● The exercise
Find every line in the records that contains the string "orange" and copy each of those lines.
START
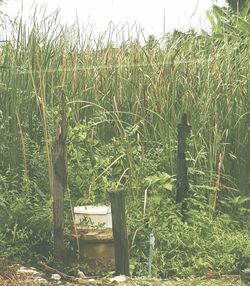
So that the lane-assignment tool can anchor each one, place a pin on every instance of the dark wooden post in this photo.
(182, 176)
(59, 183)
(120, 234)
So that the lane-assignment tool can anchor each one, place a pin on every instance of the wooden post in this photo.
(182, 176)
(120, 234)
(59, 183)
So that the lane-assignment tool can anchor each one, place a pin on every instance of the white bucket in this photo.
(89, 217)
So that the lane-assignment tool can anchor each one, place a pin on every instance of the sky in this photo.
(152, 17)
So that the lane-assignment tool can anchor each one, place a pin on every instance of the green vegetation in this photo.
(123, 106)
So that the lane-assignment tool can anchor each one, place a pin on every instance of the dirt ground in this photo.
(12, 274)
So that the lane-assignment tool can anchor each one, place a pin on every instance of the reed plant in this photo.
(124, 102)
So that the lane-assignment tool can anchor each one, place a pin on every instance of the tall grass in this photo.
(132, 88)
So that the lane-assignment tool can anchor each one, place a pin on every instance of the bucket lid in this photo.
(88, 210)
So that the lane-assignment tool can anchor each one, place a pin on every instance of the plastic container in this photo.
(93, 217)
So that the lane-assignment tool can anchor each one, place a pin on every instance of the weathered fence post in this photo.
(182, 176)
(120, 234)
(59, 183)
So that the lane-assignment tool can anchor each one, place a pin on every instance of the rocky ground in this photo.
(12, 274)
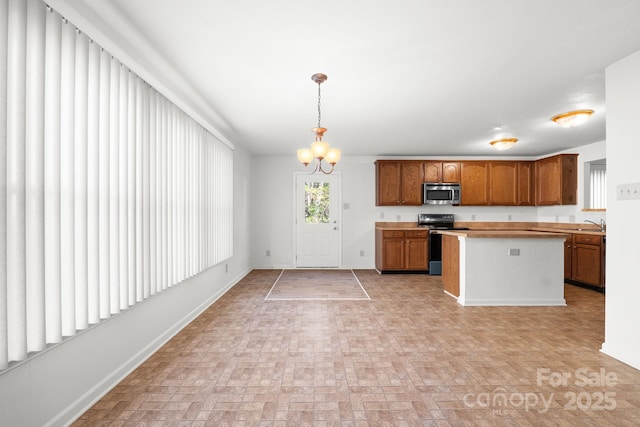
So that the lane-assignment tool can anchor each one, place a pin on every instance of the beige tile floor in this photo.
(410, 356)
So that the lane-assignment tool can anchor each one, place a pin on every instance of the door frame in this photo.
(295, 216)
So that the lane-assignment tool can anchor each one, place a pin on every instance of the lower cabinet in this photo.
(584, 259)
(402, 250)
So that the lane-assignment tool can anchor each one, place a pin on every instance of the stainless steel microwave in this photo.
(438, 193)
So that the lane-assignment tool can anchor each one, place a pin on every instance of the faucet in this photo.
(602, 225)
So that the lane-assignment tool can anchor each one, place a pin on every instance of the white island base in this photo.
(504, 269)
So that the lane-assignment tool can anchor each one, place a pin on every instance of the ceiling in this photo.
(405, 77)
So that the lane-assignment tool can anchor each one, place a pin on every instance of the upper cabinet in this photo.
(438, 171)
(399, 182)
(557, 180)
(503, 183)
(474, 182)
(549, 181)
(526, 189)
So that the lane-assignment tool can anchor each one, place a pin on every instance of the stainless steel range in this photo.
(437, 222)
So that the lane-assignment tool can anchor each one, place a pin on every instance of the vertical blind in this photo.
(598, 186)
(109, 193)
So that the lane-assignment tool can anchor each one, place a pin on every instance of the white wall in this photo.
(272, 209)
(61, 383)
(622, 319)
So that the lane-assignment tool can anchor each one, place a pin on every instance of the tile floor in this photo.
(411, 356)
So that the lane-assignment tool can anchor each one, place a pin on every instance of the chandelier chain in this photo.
END
START
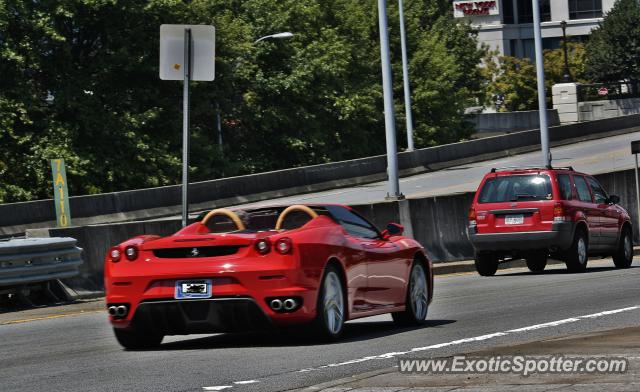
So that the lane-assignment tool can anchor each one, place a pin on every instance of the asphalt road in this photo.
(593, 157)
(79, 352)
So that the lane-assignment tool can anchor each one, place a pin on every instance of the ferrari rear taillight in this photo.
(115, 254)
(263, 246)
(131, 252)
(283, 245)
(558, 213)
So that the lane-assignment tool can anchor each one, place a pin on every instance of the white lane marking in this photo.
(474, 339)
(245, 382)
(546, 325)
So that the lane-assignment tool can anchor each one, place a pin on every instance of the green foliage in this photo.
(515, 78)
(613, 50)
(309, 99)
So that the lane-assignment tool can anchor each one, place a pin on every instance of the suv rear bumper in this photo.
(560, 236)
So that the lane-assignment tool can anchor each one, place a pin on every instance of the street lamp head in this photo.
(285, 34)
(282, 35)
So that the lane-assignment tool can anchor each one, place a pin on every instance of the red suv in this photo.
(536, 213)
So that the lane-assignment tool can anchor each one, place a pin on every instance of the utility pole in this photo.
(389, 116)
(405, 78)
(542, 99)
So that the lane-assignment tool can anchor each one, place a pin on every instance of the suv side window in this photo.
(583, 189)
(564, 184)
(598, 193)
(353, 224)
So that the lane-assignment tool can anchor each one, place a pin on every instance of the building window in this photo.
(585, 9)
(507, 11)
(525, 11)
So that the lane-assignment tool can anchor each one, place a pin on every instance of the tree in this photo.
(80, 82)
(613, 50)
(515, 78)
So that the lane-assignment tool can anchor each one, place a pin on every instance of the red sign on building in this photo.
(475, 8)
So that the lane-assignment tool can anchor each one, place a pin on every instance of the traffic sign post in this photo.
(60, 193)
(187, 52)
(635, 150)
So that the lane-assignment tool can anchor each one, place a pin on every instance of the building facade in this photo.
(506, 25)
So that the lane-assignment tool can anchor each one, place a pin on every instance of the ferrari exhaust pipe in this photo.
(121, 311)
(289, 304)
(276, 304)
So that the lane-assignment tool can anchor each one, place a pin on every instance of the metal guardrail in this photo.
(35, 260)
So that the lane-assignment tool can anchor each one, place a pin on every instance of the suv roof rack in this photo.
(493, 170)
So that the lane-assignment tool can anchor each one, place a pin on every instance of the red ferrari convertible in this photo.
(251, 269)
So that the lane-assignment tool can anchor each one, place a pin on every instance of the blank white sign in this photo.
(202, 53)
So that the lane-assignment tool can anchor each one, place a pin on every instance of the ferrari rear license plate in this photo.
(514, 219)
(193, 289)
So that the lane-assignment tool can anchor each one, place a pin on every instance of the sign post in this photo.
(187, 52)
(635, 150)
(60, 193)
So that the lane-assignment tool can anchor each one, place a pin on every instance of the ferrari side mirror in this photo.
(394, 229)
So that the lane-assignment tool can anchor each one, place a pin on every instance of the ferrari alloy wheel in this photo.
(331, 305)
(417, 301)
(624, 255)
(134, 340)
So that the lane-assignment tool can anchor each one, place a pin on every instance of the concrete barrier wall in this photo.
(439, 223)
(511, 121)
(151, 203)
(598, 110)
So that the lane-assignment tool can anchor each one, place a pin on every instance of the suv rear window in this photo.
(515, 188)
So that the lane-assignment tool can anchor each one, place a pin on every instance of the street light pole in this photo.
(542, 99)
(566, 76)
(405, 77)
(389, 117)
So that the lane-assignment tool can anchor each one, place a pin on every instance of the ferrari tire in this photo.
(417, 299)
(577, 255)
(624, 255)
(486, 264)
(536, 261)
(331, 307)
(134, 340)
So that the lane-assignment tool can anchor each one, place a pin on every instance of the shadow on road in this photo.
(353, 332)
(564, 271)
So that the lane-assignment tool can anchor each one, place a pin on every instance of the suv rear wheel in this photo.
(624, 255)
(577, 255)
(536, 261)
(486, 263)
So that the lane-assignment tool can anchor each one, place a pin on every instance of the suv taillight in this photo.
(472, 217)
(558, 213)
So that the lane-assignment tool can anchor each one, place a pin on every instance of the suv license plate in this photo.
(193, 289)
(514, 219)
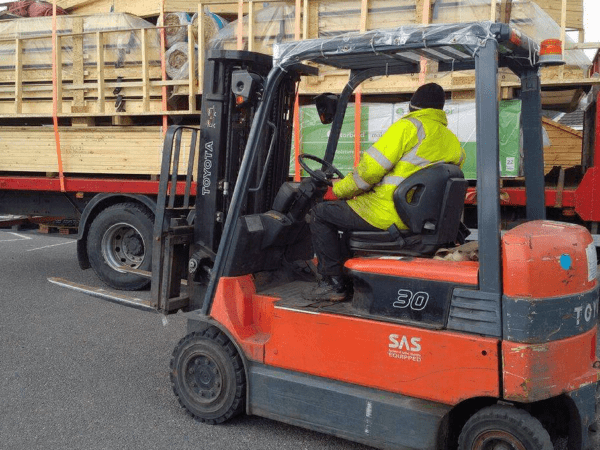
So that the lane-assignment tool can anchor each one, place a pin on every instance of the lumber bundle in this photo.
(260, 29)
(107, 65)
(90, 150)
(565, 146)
END
START
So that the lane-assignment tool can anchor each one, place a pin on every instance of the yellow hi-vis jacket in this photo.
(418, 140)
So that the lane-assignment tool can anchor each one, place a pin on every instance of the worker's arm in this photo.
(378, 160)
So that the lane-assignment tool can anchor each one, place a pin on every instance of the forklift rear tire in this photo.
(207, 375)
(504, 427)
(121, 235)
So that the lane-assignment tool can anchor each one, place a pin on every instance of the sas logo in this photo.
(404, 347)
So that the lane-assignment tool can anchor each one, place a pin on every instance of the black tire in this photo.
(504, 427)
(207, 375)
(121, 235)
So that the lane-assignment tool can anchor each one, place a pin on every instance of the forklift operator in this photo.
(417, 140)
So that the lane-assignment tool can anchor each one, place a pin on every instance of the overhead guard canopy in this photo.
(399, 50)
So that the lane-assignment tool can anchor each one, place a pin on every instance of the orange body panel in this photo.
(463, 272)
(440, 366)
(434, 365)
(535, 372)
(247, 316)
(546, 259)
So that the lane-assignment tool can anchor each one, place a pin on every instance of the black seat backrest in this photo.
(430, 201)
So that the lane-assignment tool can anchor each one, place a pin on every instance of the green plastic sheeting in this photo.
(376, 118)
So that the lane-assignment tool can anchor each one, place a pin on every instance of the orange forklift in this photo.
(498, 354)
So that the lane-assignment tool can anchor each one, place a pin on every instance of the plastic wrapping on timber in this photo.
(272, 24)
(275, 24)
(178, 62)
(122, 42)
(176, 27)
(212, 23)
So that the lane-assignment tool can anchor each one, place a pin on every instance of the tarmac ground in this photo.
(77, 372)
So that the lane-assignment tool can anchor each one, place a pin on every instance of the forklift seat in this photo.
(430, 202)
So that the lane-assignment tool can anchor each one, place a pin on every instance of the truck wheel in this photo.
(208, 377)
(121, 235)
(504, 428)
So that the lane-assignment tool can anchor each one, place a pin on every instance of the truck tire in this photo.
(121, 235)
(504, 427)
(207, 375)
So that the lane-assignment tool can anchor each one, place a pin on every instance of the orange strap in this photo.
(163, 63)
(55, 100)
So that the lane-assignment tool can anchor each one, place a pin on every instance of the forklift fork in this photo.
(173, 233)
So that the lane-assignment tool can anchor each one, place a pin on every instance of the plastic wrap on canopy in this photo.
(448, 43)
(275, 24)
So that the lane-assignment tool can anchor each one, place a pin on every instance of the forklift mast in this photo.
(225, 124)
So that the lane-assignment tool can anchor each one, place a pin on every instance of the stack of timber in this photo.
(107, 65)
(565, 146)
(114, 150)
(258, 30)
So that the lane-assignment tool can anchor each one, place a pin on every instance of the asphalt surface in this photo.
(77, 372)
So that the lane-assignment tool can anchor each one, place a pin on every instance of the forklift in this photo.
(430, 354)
END
● Expected answer
So that the lane-assignment tool can anchor each one, place a pin on every instance of the orange body panel in this photo.
So that the lane-assignment tool can anchor each one, place a pin on every instance of the orange forklift in this photo.
So that the lane-assignment tool can anchor each one, place a pin on every instance of the orange strap in this photo.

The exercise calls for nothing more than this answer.